* _Exercise requirements_:
Reproduce the lines starting at the one containing "Please look at the image and locate the faucet" and ending at the one containing "(423, 285), (520, 428)", substituting "navy vanity cabinet" for "teal vanity cabinet" and leaving everything else unchanged.

** Begin Material supplied **

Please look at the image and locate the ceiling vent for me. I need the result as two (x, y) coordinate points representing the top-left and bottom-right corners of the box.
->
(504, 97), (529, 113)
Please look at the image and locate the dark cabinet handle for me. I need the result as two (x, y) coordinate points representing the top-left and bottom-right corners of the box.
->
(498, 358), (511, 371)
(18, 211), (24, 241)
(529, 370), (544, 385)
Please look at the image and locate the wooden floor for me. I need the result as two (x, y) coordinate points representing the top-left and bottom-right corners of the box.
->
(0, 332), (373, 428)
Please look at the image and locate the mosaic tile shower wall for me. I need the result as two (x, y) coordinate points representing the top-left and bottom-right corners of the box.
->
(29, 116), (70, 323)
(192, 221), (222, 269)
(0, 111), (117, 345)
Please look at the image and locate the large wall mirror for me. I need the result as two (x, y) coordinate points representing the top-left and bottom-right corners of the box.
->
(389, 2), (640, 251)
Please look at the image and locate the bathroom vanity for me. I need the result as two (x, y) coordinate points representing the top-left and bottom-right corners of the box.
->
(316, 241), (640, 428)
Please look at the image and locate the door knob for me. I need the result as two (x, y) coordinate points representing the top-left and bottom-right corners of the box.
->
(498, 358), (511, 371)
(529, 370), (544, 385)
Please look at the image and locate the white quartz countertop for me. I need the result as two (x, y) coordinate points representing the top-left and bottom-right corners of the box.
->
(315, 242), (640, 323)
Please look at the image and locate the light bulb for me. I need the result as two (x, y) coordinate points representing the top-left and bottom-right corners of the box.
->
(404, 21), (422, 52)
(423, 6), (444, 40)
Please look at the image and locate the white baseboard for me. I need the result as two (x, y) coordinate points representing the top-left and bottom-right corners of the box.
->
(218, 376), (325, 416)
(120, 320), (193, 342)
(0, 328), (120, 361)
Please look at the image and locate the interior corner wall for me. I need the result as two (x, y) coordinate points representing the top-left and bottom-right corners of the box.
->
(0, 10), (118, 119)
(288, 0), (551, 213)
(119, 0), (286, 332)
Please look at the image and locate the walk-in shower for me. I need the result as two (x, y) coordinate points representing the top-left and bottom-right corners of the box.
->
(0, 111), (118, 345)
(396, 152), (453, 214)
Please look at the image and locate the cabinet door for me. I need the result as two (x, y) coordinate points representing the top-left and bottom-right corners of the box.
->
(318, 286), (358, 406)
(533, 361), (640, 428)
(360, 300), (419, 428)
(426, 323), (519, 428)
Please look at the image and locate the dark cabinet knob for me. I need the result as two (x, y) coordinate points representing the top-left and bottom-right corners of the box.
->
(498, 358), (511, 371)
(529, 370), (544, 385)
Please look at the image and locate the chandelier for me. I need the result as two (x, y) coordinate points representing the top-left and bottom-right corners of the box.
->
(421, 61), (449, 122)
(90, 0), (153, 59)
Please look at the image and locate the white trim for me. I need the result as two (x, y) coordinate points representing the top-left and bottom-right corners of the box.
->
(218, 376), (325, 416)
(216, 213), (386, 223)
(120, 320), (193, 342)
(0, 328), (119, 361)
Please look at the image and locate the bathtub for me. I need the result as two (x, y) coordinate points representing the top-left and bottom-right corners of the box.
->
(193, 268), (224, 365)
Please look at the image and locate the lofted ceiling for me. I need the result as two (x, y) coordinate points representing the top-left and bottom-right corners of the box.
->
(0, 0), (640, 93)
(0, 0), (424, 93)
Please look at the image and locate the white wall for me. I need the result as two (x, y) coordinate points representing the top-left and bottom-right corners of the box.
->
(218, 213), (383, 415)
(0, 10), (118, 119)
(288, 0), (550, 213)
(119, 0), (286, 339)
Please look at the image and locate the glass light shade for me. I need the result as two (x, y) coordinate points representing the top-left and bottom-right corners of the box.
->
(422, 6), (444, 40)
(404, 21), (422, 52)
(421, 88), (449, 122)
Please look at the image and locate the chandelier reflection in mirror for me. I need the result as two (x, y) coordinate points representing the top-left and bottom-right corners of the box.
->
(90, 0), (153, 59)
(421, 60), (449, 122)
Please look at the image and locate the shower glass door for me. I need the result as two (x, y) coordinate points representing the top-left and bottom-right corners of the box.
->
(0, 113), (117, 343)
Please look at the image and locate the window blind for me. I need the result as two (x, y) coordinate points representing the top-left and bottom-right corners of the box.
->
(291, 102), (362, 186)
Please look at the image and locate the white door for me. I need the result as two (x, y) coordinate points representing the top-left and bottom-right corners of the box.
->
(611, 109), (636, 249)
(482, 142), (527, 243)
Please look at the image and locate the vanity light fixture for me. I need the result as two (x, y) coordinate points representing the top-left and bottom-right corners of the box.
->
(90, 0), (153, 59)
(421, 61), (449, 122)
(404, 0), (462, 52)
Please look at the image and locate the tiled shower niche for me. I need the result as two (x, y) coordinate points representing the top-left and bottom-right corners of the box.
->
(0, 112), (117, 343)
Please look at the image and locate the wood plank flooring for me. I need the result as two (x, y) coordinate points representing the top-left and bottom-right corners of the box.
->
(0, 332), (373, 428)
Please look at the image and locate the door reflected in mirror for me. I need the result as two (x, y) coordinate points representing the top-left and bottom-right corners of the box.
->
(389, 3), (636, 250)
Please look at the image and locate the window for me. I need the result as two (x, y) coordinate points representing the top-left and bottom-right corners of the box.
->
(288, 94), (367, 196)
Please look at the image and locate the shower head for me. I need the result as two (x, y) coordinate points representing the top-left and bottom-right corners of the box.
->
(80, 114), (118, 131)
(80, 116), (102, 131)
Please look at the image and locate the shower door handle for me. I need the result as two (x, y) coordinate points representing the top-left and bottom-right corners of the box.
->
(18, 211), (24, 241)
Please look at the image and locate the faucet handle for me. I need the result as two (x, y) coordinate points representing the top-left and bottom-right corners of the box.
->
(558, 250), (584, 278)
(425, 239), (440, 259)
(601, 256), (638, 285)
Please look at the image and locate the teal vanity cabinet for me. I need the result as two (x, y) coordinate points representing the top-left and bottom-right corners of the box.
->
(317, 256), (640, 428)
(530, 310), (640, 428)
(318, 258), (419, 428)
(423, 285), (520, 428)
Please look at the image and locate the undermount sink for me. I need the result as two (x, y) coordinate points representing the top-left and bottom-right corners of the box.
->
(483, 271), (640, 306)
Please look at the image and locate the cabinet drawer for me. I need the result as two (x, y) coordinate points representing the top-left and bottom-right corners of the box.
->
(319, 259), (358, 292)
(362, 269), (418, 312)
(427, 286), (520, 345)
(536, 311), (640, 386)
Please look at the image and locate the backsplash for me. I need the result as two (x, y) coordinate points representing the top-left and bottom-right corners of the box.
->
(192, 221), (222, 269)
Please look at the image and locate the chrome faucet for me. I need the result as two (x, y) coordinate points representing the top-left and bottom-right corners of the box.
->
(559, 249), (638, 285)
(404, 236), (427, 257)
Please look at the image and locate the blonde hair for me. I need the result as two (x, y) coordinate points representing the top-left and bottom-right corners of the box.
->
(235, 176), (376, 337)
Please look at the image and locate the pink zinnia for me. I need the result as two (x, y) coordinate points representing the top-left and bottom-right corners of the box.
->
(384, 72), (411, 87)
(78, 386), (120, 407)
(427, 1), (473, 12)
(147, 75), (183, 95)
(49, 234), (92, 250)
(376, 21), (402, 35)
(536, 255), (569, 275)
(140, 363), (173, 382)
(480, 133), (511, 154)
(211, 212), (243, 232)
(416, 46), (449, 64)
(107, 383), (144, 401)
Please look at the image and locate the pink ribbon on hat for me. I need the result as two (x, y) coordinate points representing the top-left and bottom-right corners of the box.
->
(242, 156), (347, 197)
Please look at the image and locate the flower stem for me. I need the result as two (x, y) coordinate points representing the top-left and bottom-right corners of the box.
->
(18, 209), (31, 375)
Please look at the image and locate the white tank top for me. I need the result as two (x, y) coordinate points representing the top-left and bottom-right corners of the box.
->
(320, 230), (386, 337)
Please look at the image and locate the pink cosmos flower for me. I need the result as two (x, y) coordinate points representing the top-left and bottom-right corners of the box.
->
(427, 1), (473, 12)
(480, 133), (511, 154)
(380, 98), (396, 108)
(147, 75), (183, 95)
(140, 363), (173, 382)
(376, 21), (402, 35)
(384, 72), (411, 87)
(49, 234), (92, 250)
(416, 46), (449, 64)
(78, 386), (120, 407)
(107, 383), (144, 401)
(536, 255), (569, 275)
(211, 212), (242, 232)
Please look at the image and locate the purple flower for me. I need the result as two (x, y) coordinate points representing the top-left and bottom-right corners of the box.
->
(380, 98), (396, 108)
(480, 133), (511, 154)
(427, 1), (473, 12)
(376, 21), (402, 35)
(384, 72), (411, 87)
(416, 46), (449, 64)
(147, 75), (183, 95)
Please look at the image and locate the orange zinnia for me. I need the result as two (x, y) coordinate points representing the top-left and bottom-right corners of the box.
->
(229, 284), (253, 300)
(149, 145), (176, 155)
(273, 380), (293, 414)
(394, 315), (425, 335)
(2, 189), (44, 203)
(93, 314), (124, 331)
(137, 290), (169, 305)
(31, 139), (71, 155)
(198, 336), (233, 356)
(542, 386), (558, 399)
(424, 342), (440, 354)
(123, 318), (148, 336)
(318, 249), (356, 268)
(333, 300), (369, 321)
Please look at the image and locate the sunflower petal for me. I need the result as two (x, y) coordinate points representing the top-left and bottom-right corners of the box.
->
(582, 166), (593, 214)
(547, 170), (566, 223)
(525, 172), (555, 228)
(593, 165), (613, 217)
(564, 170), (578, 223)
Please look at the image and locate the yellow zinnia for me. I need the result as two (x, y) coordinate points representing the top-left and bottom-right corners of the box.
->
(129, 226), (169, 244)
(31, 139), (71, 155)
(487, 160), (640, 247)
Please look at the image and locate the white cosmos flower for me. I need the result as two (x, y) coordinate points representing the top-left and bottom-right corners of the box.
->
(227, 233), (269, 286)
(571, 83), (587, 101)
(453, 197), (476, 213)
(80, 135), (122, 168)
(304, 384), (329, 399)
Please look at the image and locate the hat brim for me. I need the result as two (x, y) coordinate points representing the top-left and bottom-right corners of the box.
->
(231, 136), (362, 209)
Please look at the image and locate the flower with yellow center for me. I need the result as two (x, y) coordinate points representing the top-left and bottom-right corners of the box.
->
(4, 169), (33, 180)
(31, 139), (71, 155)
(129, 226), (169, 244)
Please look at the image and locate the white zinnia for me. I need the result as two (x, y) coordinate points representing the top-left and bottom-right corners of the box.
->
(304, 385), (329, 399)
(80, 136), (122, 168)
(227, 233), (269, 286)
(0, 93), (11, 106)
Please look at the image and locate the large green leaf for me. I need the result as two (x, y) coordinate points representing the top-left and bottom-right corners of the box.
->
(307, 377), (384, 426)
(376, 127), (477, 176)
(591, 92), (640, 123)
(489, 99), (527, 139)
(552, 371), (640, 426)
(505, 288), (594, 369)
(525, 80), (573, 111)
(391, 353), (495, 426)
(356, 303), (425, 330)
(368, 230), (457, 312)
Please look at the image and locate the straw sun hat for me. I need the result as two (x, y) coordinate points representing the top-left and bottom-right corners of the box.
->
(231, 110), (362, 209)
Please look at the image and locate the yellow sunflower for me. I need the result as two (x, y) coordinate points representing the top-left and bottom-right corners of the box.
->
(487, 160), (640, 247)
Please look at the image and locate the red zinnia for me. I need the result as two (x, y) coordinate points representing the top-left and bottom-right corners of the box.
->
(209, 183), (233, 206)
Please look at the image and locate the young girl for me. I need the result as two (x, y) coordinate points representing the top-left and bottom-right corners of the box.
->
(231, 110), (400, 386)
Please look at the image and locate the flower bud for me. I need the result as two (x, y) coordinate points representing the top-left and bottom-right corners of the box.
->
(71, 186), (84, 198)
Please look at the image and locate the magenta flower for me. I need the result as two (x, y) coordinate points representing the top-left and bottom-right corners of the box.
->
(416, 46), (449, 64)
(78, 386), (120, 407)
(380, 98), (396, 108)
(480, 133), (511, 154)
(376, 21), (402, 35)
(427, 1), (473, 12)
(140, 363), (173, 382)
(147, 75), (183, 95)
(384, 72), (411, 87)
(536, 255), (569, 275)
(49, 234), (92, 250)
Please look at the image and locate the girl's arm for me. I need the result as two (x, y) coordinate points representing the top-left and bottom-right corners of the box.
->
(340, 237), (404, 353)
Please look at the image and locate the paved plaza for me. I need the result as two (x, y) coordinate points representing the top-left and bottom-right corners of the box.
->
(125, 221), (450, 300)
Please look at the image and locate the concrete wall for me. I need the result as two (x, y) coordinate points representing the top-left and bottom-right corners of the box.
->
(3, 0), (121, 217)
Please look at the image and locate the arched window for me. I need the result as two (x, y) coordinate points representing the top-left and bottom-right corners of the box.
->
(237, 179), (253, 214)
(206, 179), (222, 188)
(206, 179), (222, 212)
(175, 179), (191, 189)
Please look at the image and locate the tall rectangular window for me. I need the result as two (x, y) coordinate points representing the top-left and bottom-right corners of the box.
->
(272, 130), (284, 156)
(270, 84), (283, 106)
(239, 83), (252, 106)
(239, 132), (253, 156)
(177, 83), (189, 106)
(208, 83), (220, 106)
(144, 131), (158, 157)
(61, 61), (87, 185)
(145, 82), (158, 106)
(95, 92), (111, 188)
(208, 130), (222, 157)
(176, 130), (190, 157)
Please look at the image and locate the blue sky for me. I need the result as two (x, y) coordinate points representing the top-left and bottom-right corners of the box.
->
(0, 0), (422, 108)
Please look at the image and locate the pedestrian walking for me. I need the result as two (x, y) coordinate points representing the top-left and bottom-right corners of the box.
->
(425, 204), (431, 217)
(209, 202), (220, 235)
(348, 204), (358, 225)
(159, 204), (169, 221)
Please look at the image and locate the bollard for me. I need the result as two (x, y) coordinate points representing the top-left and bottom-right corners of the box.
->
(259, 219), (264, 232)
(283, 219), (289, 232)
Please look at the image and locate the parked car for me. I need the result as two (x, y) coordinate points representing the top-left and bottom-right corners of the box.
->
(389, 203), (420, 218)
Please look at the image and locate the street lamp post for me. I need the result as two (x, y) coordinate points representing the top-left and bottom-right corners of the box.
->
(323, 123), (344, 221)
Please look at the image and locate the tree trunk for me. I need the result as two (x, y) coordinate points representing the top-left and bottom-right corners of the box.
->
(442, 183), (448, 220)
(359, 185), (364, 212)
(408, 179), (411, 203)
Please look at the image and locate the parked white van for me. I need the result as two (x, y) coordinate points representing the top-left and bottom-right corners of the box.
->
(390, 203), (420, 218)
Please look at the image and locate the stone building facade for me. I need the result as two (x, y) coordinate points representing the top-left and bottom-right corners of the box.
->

** End Material supplied **

* _Worked solution_:
Please look at the image and locate the faucet handle for me. I need the result as two (x, y) coordinate points representing the top-left and bottom-right corners of the box.
->
(558, 250), (584, 278)
(425, 239), (440, 259)
(601, 256), (638, 285)
Please look at the image and locate the navy vanity cabinet for me. I need the result as two (x, y) coordinate points representing the top-left and bottom-right corners of the box.
->
(317, 256), (640, 428)
(530, 310), (640, 428)
(318, 258), (419, 428)
(423, 285), (520, 428)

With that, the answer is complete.